Records contained in a dataset

────────────────

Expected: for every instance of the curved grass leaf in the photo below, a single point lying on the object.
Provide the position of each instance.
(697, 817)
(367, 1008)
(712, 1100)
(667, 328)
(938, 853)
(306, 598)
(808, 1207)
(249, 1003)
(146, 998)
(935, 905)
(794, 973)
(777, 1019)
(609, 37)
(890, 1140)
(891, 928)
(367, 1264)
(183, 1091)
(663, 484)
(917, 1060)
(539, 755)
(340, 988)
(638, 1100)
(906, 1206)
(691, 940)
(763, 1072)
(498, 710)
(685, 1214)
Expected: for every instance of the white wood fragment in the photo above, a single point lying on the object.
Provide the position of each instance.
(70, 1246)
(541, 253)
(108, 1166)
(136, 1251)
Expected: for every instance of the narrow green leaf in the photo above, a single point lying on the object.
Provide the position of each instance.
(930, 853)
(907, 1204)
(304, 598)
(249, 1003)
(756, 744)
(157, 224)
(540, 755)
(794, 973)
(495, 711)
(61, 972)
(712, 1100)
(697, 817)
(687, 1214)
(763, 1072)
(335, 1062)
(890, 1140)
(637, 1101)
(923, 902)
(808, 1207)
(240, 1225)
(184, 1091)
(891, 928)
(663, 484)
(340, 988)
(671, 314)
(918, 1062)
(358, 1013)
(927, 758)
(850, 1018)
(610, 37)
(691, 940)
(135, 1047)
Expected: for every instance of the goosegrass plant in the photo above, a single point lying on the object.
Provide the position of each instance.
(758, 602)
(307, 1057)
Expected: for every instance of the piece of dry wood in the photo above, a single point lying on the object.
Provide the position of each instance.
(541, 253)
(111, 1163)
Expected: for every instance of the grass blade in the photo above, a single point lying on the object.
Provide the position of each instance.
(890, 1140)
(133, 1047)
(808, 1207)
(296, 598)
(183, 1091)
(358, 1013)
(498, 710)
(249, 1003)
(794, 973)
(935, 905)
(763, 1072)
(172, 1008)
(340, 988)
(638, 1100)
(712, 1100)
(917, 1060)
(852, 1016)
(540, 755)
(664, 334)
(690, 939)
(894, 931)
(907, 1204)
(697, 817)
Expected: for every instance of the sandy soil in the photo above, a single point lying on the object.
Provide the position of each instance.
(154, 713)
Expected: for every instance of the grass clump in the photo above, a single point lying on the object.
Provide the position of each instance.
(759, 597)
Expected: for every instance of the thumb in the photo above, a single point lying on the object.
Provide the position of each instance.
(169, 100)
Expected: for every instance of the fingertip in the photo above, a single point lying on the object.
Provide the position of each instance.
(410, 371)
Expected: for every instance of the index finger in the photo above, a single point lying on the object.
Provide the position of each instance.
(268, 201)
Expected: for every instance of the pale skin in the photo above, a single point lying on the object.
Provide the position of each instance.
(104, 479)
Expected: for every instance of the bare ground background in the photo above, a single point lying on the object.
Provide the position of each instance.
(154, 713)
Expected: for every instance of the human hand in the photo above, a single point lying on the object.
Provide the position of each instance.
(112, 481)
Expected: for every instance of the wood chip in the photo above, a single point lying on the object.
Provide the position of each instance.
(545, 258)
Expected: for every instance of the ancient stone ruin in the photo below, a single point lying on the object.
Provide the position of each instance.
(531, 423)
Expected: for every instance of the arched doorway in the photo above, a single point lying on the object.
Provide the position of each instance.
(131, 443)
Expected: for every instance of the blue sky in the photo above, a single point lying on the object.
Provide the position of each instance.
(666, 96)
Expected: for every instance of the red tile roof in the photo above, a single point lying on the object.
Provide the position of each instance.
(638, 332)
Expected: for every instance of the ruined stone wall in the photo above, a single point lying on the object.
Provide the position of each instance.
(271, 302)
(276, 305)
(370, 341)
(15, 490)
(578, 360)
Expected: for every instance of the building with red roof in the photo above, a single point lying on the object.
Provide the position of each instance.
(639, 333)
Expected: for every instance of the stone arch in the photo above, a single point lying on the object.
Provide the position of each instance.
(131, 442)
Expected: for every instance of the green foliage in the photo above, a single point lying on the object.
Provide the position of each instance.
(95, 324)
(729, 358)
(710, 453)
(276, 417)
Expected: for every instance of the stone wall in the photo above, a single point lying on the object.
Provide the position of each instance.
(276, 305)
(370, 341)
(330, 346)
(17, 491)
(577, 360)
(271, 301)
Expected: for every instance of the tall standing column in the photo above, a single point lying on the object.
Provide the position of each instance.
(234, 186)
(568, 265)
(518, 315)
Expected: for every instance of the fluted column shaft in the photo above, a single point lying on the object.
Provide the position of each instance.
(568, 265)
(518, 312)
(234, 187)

────────────────

ACTIVITY
Each line that contains the string "wall" should be copied from the data above.

EXERCISE RESULT
Expected: for every instance of the ruined stone wall in the photo above, a single point lying on the object.
Expected: for every instance of the stone wall in the photo above, a single point lying on the object.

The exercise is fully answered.